══ Records for processing

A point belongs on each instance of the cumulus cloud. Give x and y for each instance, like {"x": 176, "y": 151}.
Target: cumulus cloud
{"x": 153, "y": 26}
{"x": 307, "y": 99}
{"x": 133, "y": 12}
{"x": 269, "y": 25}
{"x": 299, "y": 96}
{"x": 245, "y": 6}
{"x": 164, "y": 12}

════

**Objective**
Render every line of the rows above as a JSON list of strings, one string per line, leaving out blank lines.

**Exercise result**
[
  "A point belongs on each instance of the cumulus cloud. Give x and y for each instance, like {\"x\": 176, \"y\": 151}.",
  "Target: cumulus cloud",
  "{\"x\": 153, \"y\": 26}",
  "{\"x\": 307, \"y\": 99}",
  "{\"x\": 133, \"y\": 12}",
  "{\"x\": 269, \"y\": 25}",
  "{\"x\": 299, \"y\": 96}",
  "{\"x\": 245, \"y\": 6}",
  "{\"x\": 164, \"y\": 12}"
]